*DOCUMENT SECTION:*
Daniela Davoli ( Annamaria Fiorillo; born  5 August 1957) is an Italian pop singer-songwriter, mainly successful in the second half of the 1970s.

Life and career 
Born in Pisa, after participating to several musical contests Davoli moved to Rome where she was put under contract by the label Aris. She made her record debut in 1974, with the double single "I ragazzi giù nel campo", a song with lyrics by Pier Paolo Pasolini and Dacia Maraini which was used for the Italian soundtrack of the film Sweet Movie.

She got her first hit in 1976, with the song "Due anni fa" which ranked seventh on the Italian hit parade. In 1977 she  entered the main competition at Sanremo Music Festival with the song  "Invece con te", and the single peaked at number 11 on the Italian hit parade. The same year Davoli participated at the  World Popular Song Festival in Tokyo with the song "Confessioni", not reaching the finals, and had another top ten hit with the single "Se fossi come lei". 

In 1979 Davoli debuted as a fotoromanzi actress for the magazines Lancio and Kiss. In 1980 she released her last single, "Incertezza d'amore"; the same year Davoli married, moving overseas and abandoning her music career.

*RECORDED DATA:*
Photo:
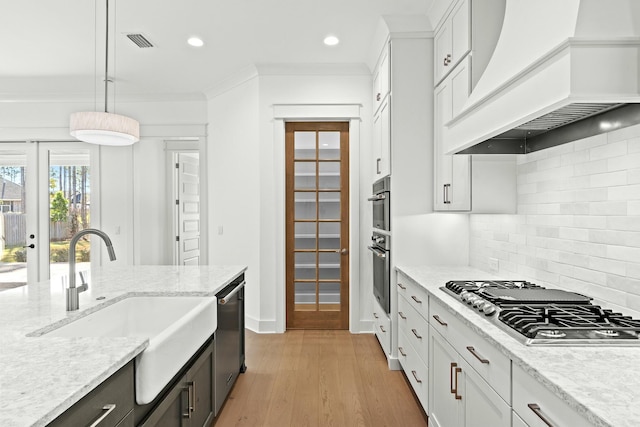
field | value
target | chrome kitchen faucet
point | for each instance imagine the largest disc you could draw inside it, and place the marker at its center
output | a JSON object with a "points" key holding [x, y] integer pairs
{"points": [[73, 291]]}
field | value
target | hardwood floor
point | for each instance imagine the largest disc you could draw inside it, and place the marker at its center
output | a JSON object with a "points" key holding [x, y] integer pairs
{"points": [[319, 378]]}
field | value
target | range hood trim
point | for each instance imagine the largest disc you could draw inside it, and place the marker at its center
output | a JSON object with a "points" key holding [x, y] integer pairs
{"points": [[568, 58]]}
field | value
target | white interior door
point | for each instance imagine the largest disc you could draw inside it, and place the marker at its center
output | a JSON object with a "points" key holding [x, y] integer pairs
{"points": [[187, 190]]}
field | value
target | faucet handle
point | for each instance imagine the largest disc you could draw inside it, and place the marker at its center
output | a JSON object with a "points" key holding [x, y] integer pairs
{"points": [[83, 285]]}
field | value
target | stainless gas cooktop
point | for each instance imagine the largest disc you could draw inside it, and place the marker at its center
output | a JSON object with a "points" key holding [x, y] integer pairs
{"points": [[538, 316]]}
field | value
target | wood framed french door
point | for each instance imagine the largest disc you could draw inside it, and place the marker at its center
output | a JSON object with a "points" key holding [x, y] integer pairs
{"points": [[317, 225]]}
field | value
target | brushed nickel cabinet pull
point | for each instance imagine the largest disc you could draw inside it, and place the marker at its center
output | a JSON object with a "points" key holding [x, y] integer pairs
{"points": [[458, 397], [536, 410], [453, 365], [109, 408], [477, 356], [443, 323]]}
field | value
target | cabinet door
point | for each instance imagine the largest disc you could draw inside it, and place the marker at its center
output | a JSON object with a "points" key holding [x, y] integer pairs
{"points": [[442, 51], [453, 172], [382, 141], [200, 382], [173, 410], [444, 407], [460, 31], [482, 405], [382, 78]]}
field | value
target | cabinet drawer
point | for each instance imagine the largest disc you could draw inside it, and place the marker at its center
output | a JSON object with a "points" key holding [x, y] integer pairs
{"points": [[116, 390], [492, 365], [415, 294], [382, 327], [534, 403], [415, 327], [414, 368]]}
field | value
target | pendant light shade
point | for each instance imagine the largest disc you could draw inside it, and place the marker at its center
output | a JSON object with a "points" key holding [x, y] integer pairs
{"points": [[104, 128]]}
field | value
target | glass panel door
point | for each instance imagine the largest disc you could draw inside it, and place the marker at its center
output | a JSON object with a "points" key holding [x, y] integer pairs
{"points": [[69, 205], [317, 225], [15, 172]]}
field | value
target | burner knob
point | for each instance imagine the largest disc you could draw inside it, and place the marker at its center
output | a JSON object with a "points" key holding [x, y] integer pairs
{"points": [[489, 309]]}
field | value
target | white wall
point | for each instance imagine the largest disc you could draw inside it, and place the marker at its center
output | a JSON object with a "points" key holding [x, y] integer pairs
{"points": [[133, 191], [235, 209], [578, 221], [246, 167]]}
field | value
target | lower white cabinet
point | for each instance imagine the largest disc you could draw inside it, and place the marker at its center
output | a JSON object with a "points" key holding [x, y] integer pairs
{"points": [[538, 406], [458, 396], [382, 327]]}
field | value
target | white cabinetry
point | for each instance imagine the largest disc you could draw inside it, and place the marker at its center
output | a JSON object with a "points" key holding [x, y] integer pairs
{"points": [[470, 379], [413, 336], [452, 172], [538, 407], [382, 327], [381, 78], [452, 40], [382, 140]]}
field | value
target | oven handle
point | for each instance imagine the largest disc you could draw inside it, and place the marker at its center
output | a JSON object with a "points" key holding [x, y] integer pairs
{"points": [[377, 252], [377, 197]]}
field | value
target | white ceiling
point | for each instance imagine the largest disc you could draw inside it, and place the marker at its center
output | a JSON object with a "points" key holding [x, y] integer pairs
{"points": [[56, 48]]}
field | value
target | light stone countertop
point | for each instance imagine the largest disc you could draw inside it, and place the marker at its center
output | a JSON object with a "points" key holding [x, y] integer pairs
{"points": [[601, 383], [41, 377]]}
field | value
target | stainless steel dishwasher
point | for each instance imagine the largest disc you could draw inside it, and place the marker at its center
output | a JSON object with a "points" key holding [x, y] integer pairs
{"points": [[229, 339]]}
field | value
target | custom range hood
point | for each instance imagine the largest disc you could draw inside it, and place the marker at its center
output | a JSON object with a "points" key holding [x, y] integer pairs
{"points": [[560, 71]]}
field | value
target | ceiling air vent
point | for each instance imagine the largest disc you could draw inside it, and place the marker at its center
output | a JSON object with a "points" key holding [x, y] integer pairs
{"points": [[140, 40]]}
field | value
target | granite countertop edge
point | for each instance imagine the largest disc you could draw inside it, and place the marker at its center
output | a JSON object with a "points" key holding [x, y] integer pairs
{"points": [[506, 344], [26, 314]]}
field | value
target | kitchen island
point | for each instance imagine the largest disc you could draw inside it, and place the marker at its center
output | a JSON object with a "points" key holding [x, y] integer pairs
{"points": [[600, 384], [40, 376]]}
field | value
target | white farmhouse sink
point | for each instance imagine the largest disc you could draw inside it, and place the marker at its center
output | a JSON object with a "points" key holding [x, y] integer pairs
{"points": [[176, 326]]}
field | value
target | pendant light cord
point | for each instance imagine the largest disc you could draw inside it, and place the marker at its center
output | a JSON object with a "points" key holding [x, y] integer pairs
{"points": [[106, 58]]}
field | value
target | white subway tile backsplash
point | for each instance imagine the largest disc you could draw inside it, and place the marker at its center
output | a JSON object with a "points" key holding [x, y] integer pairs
{"points": [[578, 220]]}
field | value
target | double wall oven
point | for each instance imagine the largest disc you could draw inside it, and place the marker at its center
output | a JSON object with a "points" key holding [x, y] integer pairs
{"points": [[381, 242]]}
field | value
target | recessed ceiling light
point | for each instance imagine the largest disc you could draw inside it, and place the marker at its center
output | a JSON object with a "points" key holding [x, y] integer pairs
{"points": [[331, 40], [195, 42]]}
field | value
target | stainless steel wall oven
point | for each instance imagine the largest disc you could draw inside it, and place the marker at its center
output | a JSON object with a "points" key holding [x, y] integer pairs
{"points": [[381, 202], [380, 245]]}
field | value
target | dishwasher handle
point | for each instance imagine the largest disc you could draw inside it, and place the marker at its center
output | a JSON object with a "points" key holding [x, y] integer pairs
{"points": [[223, 299]]}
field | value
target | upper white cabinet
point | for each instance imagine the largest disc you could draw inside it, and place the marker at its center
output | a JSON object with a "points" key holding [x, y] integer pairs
{"points": [[381, 79], [480, 184], [452, 174], [382, 140], [451, 41]]}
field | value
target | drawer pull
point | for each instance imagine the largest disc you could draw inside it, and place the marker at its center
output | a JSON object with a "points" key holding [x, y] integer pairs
{"points": [[443, 323], [536, 410], [109, 408], [453, 365], [458, 397], [475, 353]]}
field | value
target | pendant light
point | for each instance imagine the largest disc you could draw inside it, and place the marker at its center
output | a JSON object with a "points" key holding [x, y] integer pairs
{"points": [[104, 128]]}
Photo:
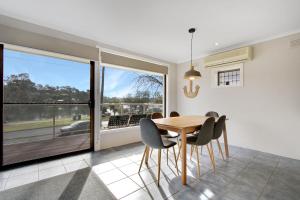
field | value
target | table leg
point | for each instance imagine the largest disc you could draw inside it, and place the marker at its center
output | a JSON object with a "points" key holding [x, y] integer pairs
{"points": [[183, 156], [147, 155], [225, 141]]}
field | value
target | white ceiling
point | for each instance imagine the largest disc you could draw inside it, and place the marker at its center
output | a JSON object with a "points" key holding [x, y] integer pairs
{"points": [[159, 28]]}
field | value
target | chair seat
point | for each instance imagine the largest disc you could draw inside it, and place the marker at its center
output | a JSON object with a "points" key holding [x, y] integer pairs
{"points": [[191, 139], [169, 143], [171, 134], [163, 132]]}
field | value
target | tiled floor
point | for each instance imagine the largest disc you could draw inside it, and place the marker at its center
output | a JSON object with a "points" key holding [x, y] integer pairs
{"points": [[112, 174]]}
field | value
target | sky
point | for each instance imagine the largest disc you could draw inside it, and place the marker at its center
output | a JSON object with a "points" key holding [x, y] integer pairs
{"points": [[58, 72]]}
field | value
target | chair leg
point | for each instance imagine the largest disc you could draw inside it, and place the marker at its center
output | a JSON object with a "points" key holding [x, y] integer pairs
{"points": [[220, 149], [175, 160], [167, 156], [178, 155], [143, 158], [212, 152], [211, 158], [198, 162], [192, 148], [151, 152], [158, 174]]}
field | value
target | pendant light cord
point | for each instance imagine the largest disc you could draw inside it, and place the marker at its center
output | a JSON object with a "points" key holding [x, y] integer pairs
{"points": [[192, 50]]}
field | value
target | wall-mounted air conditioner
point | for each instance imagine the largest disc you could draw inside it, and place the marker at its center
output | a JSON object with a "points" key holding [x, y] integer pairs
{"points": [[228, 57]]}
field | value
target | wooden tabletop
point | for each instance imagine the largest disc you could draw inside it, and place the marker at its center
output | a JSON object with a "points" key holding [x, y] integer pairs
{"points": [[181, 122]]}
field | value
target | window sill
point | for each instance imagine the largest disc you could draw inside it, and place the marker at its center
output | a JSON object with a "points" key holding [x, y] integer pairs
{"points": [[117, 130]]}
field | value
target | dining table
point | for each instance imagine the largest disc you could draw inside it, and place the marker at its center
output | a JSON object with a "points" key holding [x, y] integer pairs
{"points": [[185, 125]]}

*TASK INSTRUCTIONS:*
1 - List every song title that the Daniela Davoli text names.
2 - Using the Daniela Davoli text, answer these:
(a) In which city was Davoli born?
(b) At what position did "Invece con te" peak on the Italian hit parade?
(c) For which magazines did she work as a fotoromanzi actress?

*EXERCISE SOLUTIONS:*
1 -
"I ragazzi giù nel campo"
"Due anni fa"
"Invece con te"
"Confessioni"
"Se fossi come lei"
"Incertezza d'amore"

2 -
(a) Pisa
(b) Number 11
(c) Lancio and Kiss